───── Textauszug
Zur Weihnachtszeit traf sich Heiko Scholz in Leverkusen mit dem Sportchef von Alemannia Aachen. Der Ex-Bundesligist suchte einen neuen Chefcoach und der gebürtige Görlitzer, dessen Bruder Holger mit seiner Familie immer noch in der Neißestadt lebt, ist inzwischen ein begehrter Trainer. Kein Wunder, schließlich steht er mit dem 1. FC Lok Leipzig in der NOFV-Oberliga Süd souverän auf Platz eins und strebt mit seinen Schützlingen der Regionalliga Nordost entgegen. Zunächst kam ein anderer wichtiger Termin dazwischen: Der ehemalige Bundesliga-Profi feiert am Donnerstag seinen 50. Geburtstag.

Mit dem Fußballspielen begann Heiko Scholz in seiner Geburtsstadt Görlitz, bei der SG Dynamo. „Mit zwölf Jahren wurde ich an die Sportschule in Dresden delegiert.“ Dort lernte er Fred Wonneberger, der seit Jahren die Görlitzer Landesliga-Kicker trainiert, kennen. „Wir spielten in einer Mannschaft, unter anderem mit Ulf Kirsten und Jörg Stübner zusammen“, erzählte Wonne. Die Freundschaft hält bis heute an.

„Wir telefonieren regelmäßig, tauschen uns vor allem über Spieler aus.“ Als Spieler sei Heiko Scholz ein richtiger Teamplayer gewesen, „der den offensiven Leuten immer den Rücken freigehalten hat“. Vier Jahre spielte Heiko Scholz für Dynamo Dresden, aber den Sprung in den Männerbereich schaffte er zunächst nicht. „Man sagte mir, ich sei zu klein. Ich bin zur ISG Hagenwerder gegangen, weil ich dort meinen Berufsabschluss zum Instandhaltungsmechaniker machen konnte.“ Trainieren durfte er täglich.
──────────
───── Auflistung
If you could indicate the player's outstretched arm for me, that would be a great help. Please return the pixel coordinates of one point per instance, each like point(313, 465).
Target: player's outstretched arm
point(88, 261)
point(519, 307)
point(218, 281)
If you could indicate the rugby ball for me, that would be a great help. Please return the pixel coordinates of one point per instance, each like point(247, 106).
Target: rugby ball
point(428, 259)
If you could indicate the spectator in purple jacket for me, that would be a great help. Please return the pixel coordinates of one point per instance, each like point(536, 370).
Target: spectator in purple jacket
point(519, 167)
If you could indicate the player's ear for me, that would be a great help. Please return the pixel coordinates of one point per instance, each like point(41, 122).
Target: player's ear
──────────
## [Auftrag]
Schreiben Sie aus dem Textauszug über Heiko Scholz den Abschnitt wortgetreu ab, der mit den Worten „Zur Weihnachtszeit traf“ beginnt und mit „seinen 50. Geburtstag.“ endet.

## [Antwort]
Zur Weihnachtszeit traf sich Heiko Scholz in Leverkusen mit dem Sportchef von Alemannia Aachen. Der Ex-Bundesligist suchte einen neuen Chefcoach und der gebürtige Görlitzer, dessen Bruder Holger mit seiner Familie immer noch in der Neißestadt lebt, ist inzwischen ein begehrter Trainer. Kein Wunder, schließlich steht er mit dem 1. FC Lok Leipzig in der NOFV-Oberliga Süd souverän auf Platz eins und strebt mit seinen Schützlingen der Regionalliga Nordost entgegen. Zunächst kam ein anderer wichtiger Termin dazwischen: Der ehemalige Bundesliga-Profi feiert am Donnerstag seinen 50. Geburtstag.